### Selection
^^^^^^^^^^^^^^^^

2013 Australian aid stakeholder survey

In July and August 2013 the Development Policy Centre surveyed 356 stakeholders in the Australian aid program, from the senior executives of Australia’s biggest NGOs and development contracting companies, to the officials of multilateral, partner government and Australian government agencies. The survey asked them what they thought about the Australian aid program, what they liked, what they didn’t like, what they thought the future of aid was and what needed to be done to improve our aid.

The final report of the survey was released on 12 December 2013.

In full
» Benchmarking Australian aid: results from the 2013 Australian aid stakeholder survey (PDF, 1.92 MB)

In sections
» One page summary (PDF, 289 KB)
» Executive summary (PDF, 638 KB)
» Report (PDF, 1.11 MB)
» Annex (including statistical tables and questionnaire) (PDF, 1.6 MB)

Report launch presentation
» Presentation (PDF, 880 KB)

^^^^^^^^^^^^^^^^

### What to work on
[1] On the stakeholder survey page, copy the passage starting with "In July and" and going on through "(PDF, 1.92 MB)".
[2] Which PDF documents does the stakeholder survey page offer for download?

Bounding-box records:
^^^^^^^^^^^^^^^^

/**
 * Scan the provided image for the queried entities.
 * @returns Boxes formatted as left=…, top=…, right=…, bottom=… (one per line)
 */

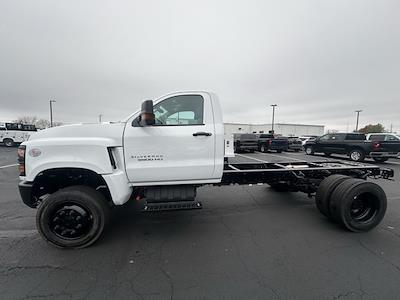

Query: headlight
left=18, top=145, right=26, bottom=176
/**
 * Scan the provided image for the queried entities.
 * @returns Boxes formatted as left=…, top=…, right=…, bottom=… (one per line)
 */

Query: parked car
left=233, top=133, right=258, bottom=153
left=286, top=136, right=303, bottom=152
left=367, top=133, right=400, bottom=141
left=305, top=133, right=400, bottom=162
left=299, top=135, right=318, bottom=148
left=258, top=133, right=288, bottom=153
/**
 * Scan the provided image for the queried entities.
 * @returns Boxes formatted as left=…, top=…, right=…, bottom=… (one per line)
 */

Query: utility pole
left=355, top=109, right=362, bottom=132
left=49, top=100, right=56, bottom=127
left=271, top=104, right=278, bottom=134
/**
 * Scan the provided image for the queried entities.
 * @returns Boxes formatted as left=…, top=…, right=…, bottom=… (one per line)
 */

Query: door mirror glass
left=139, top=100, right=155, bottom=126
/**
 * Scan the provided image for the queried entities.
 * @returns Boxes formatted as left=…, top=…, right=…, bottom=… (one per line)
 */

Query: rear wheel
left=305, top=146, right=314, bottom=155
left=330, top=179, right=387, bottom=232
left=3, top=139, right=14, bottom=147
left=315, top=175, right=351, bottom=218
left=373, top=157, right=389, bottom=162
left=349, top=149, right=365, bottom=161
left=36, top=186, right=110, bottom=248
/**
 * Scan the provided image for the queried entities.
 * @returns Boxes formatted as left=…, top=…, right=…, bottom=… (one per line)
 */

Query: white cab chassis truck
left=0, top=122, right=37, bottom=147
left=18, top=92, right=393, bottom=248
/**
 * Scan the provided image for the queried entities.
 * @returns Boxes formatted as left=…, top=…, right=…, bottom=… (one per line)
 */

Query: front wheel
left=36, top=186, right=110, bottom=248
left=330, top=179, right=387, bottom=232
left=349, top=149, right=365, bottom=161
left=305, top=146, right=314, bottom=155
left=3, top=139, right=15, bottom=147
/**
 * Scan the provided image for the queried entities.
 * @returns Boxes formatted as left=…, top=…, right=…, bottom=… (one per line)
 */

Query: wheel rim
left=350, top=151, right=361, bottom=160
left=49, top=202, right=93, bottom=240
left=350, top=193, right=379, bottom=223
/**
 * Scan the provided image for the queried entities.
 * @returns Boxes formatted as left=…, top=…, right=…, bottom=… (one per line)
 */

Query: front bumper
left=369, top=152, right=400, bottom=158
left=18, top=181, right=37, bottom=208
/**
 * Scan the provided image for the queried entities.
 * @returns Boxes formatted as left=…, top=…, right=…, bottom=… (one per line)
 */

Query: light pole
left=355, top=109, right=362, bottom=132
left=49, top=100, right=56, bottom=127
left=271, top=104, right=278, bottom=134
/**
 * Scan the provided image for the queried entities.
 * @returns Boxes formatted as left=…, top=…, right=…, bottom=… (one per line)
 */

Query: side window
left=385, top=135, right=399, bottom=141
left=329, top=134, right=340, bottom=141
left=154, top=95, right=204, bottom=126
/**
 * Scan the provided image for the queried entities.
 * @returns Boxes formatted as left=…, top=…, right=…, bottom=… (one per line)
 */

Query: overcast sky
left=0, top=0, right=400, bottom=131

^^^^^^^^^^^^^^^^

### Solution list
[1]
In July and August 2013 the Development Policy Centre surveyed 356 stakeholders in the Australian aid program, from the senior executives of Australia’s biggest NGOs and development contracting companies, to the officials of multilateral, partner government and Australian government agencies. The survey asked them what they thought about the Australian aid program, what they liked, what they didn’t like, what they thought the future of aid was and what needed to be done to improve our aid.

The final report of the survey was released on 12 December 2013.

In full
» Benchmarking Australian aid: results from the 2013 Australian aid stakeholder survey (PDF, 1.92 MB)

[2]
- Benchmarking Australian aid: results from the 2013 Australian aid stakeholder survey
- One page summary
- Executive summary
- Report
- Annex (including statistical tables and questionnaire)
- Presentation